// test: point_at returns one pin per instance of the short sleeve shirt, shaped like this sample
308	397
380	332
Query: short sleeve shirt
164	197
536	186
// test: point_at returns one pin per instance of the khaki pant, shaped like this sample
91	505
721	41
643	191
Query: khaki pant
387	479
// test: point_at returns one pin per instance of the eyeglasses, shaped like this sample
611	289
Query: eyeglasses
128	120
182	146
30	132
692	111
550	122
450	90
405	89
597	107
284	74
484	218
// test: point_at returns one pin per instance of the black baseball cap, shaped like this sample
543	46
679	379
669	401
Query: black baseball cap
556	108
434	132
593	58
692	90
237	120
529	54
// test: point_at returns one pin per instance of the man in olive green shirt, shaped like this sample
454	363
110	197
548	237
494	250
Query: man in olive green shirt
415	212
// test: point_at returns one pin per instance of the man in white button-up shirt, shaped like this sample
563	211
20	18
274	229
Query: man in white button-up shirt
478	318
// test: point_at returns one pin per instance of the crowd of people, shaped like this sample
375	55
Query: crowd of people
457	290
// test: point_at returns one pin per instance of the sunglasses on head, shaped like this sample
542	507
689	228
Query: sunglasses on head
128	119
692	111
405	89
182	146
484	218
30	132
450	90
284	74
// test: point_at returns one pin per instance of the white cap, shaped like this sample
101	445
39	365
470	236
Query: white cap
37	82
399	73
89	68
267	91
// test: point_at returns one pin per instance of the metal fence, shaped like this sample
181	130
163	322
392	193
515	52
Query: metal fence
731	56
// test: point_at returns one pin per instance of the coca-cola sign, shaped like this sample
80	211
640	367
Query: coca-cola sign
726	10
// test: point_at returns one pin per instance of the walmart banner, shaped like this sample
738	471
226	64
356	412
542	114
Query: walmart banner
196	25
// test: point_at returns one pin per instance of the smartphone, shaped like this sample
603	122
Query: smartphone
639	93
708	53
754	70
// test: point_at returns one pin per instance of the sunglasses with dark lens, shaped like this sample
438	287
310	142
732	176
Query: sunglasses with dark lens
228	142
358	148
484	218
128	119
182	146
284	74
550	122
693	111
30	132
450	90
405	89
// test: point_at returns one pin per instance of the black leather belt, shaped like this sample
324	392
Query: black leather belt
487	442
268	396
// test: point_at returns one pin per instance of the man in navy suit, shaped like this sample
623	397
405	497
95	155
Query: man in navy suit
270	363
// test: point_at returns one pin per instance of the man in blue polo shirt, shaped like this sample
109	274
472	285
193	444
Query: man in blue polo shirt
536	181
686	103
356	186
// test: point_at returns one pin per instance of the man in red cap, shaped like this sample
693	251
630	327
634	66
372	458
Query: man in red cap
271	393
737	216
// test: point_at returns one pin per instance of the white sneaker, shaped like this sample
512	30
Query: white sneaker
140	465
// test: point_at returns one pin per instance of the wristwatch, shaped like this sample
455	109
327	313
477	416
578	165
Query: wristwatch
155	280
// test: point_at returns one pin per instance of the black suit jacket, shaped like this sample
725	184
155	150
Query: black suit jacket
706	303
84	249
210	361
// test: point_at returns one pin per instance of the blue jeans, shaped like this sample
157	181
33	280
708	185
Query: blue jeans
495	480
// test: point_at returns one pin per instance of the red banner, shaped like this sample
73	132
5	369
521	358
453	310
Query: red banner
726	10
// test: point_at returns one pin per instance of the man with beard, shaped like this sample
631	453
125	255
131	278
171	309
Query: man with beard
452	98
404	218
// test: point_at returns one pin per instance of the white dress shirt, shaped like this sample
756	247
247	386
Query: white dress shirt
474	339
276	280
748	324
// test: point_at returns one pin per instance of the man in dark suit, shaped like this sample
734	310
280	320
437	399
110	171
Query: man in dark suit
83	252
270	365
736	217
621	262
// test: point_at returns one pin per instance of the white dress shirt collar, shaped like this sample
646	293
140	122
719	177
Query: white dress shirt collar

▸ **Job**: Reproduce the lines above word for word, from the line containing "collar, shaped like this sample" through the final line.

▸ **Written solution**:
// test: point_at returns one pin per instance of the white dress shirt collar, shaped like this sample
646	293
140	122
719	177
Query: white dress shirt collar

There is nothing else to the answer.